# TASK DIRECTIONS:
List every place name mentioned in the passage about Breivik's court testimony below.

# TEXT PASSAGE:
========================
He then gave the court a brief glimpse into the bizarre and seemingly infantile fantasy world of the so-called "Knights Templar" in which Breivik claimed his English "mentor" was codenamed after the 12th-century crusader "Richard the Lionheart" and Breivik himself was ordained "Sigurd" after a 12th-century Norwegian monarch.

Breivik is said to have attended a meeting of the "Knights Templar" in a café in London in the spring of 2002. He told the court that one of the group's founding members was a Serb nationalist "war hero" who he met in Liberia in 2002. In his manifesto Breivik described the group's members as "brilliant political and military tacticians of Europe".

His descriptions echoed the "manifesto" Breivik posted online shortly before he carried out his devastating attacks. It included a theatrical photographic portrait of him dressed in a black tunic which was covered with sinister pseudo insignia including a death's head pierced by a medieval sword.

Under detailed questioning about the group, he insisted he had not made up anything but refused to comment further. "It is not in my interest to shed light on details that could lead to arrests," he said.
========================
# RECORDED INFORMATION:
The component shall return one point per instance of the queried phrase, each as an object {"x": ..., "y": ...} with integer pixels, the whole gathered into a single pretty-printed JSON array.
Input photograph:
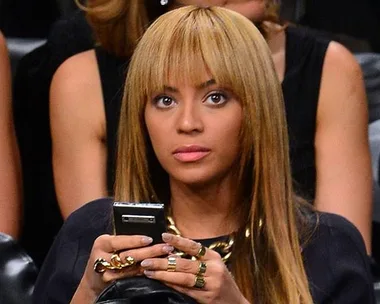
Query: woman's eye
========================
# EXERCISE OUTPUT:
London, Liberia, Europe